**DATA FOR THIS TASK**
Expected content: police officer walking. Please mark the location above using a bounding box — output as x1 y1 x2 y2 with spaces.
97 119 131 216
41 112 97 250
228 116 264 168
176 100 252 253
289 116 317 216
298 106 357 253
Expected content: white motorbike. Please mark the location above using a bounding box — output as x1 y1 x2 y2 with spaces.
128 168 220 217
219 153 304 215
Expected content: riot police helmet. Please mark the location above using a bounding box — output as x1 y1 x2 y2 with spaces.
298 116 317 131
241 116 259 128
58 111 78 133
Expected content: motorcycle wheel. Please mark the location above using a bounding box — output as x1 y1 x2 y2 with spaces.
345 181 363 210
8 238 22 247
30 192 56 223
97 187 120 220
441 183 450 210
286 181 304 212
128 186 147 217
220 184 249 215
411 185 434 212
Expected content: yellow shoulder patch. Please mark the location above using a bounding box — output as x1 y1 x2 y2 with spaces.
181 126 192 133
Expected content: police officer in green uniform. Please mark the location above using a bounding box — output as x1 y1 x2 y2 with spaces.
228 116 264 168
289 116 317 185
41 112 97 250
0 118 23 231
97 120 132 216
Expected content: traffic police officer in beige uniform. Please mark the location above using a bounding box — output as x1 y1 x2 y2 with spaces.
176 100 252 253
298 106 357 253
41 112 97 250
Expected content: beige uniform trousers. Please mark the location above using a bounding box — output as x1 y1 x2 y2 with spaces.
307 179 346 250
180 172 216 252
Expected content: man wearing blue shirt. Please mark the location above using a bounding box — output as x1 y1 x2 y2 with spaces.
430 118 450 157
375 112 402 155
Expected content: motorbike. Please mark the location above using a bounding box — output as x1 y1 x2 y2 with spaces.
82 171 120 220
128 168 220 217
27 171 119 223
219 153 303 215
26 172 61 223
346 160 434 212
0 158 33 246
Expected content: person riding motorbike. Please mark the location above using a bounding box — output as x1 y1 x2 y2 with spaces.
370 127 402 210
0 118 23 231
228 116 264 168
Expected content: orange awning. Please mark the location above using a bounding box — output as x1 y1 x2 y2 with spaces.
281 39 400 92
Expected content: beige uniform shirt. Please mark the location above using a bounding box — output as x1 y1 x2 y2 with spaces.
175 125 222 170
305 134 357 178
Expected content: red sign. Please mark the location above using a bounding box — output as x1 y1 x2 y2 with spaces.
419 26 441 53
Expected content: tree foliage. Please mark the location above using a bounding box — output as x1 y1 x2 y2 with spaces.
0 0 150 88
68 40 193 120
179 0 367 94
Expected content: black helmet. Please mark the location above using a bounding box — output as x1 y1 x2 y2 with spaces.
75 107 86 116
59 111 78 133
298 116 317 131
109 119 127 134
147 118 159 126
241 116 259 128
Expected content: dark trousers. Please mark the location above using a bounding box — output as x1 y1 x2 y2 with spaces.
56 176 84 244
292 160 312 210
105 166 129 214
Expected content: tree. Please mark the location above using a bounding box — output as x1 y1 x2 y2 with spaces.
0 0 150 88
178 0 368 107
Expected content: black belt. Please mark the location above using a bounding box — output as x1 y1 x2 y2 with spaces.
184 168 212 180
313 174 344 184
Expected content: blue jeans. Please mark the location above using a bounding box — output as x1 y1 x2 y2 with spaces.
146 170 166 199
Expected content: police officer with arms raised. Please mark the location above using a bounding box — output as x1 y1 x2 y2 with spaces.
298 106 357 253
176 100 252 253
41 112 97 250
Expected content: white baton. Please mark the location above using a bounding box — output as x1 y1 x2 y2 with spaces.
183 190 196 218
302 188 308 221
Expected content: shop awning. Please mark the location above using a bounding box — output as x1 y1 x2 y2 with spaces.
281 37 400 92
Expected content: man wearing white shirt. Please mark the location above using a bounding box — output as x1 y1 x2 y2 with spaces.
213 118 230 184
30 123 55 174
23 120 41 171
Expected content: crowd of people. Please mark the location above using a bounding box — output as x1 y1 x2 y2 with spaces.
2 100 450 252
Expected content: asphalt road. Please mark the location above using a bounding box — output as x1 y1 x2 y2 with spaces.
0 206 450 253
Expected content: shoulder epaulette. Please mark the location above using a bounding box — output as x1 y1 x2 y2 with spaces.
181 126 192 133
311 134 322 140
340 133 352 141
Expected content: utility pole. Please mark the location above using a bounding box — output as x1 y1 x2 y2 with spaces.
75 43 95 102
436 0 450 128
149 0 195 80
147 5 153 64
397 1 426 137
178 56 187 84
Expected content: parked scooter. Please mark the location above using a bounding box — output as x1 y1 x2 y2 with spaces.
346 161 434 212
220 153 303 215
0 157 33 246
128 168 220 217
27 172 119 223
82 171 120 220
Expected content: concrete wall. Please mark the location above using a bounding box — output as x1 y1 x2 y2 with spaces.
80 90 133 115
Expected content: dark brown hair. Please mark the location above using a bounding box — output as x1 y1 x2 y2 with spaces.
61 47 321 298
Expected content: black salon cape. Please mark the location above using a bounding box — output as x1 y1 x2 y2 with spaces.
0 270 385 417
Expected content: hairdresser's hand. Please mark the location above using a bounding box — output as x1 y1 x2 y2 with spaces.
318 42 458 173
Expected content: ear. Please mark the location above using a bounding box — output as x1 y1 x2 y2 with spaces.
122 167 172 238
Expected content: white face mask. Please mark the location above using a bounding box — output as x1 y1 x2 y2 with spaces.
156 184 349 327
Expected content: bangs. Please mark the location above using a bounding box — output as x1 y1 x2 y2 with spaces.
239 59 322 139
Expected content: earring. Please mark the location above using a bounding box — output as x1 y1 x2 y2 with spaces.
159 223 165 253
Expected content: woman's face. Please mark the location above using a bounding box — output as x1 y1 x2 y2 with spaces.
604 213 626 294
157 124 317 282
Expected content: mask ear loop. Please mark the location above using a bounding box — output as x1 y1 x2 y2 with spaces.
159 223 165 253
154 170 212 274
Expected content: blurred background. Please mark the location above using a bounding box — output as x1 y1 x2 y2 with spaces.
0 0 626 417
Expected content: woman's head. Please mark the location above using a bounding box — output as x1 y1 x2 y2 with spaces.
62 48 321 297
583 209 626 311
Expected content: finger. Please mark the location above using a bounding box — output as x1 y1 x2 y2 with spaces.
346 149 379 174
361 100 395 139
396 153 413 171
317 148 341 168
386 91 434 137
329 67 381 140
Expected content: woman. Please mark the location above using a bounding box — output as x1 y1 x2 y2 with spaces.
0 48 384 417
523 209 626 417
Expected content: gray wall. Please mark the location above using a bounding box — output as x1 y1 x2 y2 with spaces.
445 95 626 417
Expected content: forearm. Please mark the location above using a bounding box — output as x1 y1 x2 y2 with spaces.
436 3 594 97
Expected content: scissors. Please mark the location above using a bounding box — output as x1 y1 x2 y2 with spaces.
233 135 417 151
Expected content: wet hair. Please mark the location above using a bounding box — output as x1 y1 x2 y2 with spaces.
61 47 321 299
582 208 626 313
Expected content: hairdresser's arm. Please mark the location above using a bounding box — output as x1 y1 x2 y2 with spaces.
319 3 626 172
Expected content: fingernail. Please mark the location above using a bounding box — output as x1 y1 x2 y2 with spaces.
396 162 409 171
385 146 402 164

**WORK TO BE COMPLETED**
Copy the records from the line containing "Expected content: ear." down to the line containing "154 170 212 274", both included and every request line kept, and shift each bounding-box coordinate in the answers by adding 35 to it.

**RESULT OF THE TASK**
Expected content: ear. Please mark the location above using a bounding box — output as x1 y1 x2 y2 with spaces.
157 202 207 273
Expected content: white face mask. Please mark the location above using a bounding box — output as x1 y1 x2 y2 with spaces.
191 219 384 362
Expected content: bangs. Please mark the location above using a bounding box — output as x1 y1 x2 y2 with spaces.
274 94 357 174
Expected content: earring. Please mark the location above using a bounding box — output as x1 y1 x2 y2 with spaces.
194 258 200 288
Expected content: woman's face. Please mark the location above using a bounding box — output as x1 y1 x2 y2 with spaces.
639 248 661 329
192 159 352 317
Expected content: mask ear loop. Please mark the location above using a bounding box — output as x1 y1 x2 y2 with spaces.
194 258 200 288
189 205 247 309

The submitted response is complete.